**INSTRUCTION:**
Copy all the material below, exactly as it stands.

--

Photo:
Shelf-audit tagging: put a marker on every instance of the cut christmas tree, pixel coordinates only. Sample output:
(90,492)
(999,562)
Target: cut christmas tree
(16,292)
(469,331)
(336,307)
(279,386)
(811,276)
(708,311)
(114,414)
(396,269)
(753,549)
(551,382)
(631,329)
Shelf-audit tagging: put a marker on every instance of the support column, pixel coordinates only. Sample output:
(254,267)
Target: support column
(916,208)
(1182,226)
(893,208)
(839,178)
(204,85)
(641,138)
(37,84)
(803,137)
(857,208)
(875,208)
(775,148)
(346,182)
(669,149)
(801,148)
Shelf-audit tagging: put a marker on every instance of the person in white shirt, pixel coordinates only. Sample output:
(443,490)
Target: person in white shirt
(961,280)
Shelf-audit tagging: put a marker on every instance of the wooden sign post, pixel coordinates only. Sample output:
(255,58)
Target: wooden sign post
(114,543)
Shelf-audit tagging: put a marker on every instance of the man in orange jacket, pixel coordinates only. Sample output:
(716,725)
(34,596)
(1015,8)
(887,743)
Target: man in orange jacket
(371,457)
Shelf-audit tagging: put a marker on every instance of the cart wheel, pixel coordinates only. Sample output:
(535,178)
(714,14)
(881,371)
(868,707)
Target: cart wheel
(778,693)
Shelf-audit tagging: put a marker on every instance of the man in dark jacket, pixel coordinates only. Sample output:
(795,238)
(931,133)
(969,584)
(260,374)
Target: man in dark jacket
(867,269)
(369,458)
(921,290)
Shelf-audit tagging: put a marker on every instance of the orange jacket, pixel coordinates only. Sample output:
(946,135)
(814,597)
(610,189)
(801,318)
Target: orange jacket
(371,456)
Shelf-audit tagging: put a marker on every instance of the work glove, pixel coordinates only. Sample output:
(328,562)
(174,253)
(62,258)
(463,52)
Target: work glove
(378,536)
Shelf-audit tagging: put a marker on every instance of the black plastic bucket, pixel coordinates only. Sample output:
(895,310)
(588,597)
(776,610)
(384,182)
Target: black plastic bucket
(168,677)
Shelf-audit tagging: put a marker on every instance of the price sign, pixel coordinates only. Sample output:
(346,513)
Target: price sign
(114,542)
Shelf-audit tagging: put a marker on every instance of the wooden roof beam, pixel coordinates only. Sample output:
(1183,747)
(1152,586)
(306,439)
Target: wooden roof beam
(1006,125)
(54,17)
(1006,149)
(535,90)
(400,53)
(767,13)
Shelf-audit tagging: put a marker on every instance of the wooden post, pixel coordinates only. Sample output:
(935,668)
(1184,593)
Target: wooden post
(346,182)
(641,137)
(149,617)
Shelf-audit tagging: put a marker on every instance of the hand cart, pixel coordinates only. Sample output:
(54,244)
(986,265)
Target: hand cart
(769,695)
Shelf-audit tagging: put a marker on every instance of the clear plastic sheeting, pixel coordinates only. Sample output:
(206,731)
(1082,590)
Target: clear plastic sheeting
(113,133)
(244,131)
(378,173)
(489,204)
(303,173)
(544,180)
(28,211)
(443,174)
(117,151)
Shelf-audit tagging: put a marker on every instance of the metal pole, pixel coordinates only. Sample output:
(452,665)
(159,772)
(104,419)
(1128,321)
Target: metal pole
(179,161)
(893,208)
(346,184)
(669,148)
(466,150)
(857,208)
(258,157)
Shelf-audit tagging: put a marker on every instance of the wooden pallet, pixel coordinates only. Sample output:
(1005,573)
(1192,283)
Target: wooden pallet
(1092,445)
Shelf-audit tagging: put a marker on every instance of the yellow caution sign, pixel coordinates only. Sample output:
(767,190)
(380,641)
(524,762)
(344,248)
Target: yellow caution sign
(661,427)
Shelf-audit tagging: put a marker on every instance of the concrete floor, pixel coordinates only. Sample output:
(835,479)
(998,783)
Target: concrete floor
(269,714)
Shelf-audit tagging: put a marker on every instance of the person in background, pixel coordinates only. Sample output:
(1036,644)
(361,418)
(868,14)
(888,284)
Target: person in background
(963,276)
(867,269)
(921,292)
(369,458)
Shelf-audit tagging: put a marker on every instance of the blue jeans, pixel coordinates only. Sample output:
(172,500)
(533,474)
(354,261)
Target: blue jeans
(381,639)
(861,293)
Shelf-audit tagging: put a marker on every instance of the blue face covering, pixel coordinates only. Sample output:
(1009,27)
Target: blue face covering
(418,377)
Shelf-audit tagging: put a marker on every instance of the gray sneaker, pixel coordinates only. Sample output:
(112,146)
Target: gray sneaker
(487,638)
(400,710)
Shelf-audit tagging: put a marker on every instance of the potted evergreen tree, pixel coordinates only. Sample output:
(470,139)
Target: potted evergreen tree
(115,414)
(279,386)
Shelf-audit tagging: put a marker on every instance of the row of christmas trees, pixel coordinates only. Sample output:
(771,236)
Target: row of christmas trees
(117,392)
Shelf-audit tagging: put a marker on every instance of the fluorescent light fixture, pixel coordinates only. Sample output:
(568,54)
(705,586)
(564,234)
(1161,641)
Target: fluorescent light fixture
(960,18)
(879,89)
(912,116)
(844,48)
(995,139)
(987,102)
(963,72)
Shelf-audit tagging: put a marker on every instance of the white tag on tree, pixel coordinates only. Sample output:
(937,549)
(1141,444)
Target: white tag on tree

--

**EXERCISE ANSWER:**
Photo:
Shelf-audit tagging: put a marker on every instance of the cut christmas tree, pixel coordinates only. Sample output:
(90,492)
(999,562)
Target: cut christmas tree
(16,292)
(469,331)
(336,307)
(279,386)
(811,276)
(708,311)
(114,414)
(396,269)
(753,549)
(551,382)
(631,329)
Shelf-audit tagging: put a marker on every instance of the support column, pixel coordinates only. Sample output:
(254,267)
Target: support column
(916,208)
(1182,226)
(893,208)
(839,178)
(204,85)
(641,138)
(37,84)
(803,137)
(857,208)
(875,208)
(775,148)
(346,182)
(669,149)
(801,148)
Shelf-audit tagging: put a marker on every instance of the person in white shirt, pixel coordinates only. Sample output:
(443,490)
Target: person in white shirt
(961,280)
Shelf-audit tagging: put a marker on every instance of the wooden sign post, pixel coordinates only. Sample output:
(255,58)
Target: wooden sign post
(114,543)
Shelf-audit tagging: put a marker on every instance of the man in orange jacket, pixel coordinates only. Sample output:
(716,725)
(34,596)
(1015,8)
(887,743)
Target: man in orange jacket
(371,457)
Shelf-audit tagging: put a marker on every instance of the cart wheel, pixel coordinates only. Sample output:
(535,178)
(714,14)
(881,371)
(868,707)
Target: cart wheel
(778,693)
Shelf-audit tagging: put a marker on every instance of the man in dark jacket, pixel coordinates only. Sample output:
(795,238)
(931,133)
(969,584)
(260,374)
Target: man in dark jacket
(867,269)
(369,458)
(921,290)
Shelf-audit tagging: put a marker on every instance of the orange jacket, pixel coordinates only. Sample output:
(946,135)
(814,597)
(610,189)
(801,318)
Target: orange jacket
(371,456)
Shelf-audit tagging: put a marker on every instance of the work glove, pixel coordinates only. Sample output:
(328,562)
(174,253)
(62,258)
(463,52)
Target: work glove
(378,536)
Shelf-audit tagging: put a marker on every instance of the black plastic bucket, pixel coordinates only. Sample output:
(895,310)
(588,597)
(776,610)
(384,182)
Target: black plastic bucket
(168,677)
Shelf-audit tagging: put a marker on every instance of the price sign, pixel coordinates only. Sample output:
(346,513)
Target: price sign
(114,542)
Shelf-audit tagging: put a marker on every instance of the wooden roof beam, pixel coordinates only. Sample output:
(1183,747)
(1152,586)
(306,439)
Target: wooden roof beam
(1006,125)
(54,17)
(1006,149)
(535,90)
(400,53)
(767,13)
Shelf-audit tagging: put a marker on every instance of the wooden post, pixel coordinates only. Sample output:
(935,668)
(1184,593)
Target: wooden post
(346,182)
(641,137)
(149,617)
Shelf-audit tagging: put a marker on every instance of the hand cart, pixel coordinates only. Sample output:
(54,244)
(986,265)
Target: hand cart
(769,695)
Shelf-audit tagging: put a marker on every instance of the clear plastic sheeting, pixel coordinates only. Sample output:
(206,731)
(1082,590)
Target: clear plastic sheeting
(113,133)
(244,131)
(378,173)
(489,204)
(303,173)
(544,180)
(28,211)
(443,174)
(117,151)
Shelf-audit tagging: put a marker on every instance of the metal pole, pixel coordinates only. Sample output:
(452,665)
(159,772)
(104,419)
(1128,321)
Target: metal pole
(179,161)
(893,208)
(346,184)
(669,148)
(466,150)
(857,208)
(258,157)
Shelf-audit tagging: put a marker on every instance of the wooden pallet, pixel coordinates only. Sample output:
(1005,573)
(1192,283)
Target: wooden pallet
(1092,445)
Shelf-audit tagging: put a marker on every instance of the yellow caution sign, pixel coordinates only. Sample output:
(767,190)
(380,641)
(524,762)
(344,248)
Target: yellow caution sign
(661,427)
Shelf-audit tagging: put a marker on every instance of the concrete floor, pixel coordinates only. Sample output:
(835,479)
(998,783)
Target: concrete floor
(269,714)
Shelf-audit tagging: put a marker on every instance of the person in background, pixel coordinates only. Sample output:
(1036,644)
(361,418)
(868,14)
(888,284)
Target: person in background
(963,276)
(867,269)
(921,292)
(369,458)
Shelf-audit tagging: put a marker on every instance of the blue jeans, pixel coordinates only. Sample output:
(172,500)
(533,474)
(354,261)
Target: blue jeans
(381,639)
(861,293)
Shelf-audit tagging: put a marker on every instance of the blue face covering, pixel coordinates only. Sample output:
(1009,27)
Target: blue face covering
(418,377)
Shelf-audit tagging: put a marker on every instance of the gray sneaker, pixel coordinates only. Sample output:
(112,146)
Target: gray sneaker
(487,638)
(400,710)
Shelf-audit tagging: put a marker on every instance of the potted evergreen tree, pixel coordinates only. Sample output:
(470,139)
Target: potted evergreen tree
(115,414)
(279,386)
Shelf-audit tagging: put a marker on every instance of the row of christmas trees, pixel coordinates only. Sample output:
(771,236)
Target: row of christmas trees
(117,392)
Shelf-audit tagging: put a marker on every instance of the fluorescent light fixture, pixel coordinates only. Sample output:
(568,54)
(705,586)
(564,234)
(1161,641)
Target: fluorescent light fixture
(960,18)
(879,89)
(912,116)
(844,48)
(995,139)
(987,102)
(963,72)
Shelf-audit tagging: put a marker on every instance of the white tag on tree, pixel coordinates only. Sample output:
(937,549)
(1141,444)
Target: white tag on tree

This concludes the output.